> **Records shown**

______

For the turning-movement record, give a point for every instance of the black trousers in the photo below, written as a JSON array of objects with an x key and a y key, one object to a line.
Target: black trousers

______

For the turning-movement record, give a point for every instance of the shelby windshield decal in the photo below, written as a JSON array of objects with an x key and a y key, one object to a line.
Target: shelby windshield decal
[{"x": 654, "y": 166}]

______

> **Written task**
Repeat the listing from the line containing "of the black" through the line containing "Target: black trousers", substituting "jeans" for each "trousers" and leaving everything else as it is.

> **Output of the task**
For the turning-movement record, give a point for every instance of the black jeans in the photo below, written as a JSON array of objects with an x key and a y key, one object to a line.
Target: black jeans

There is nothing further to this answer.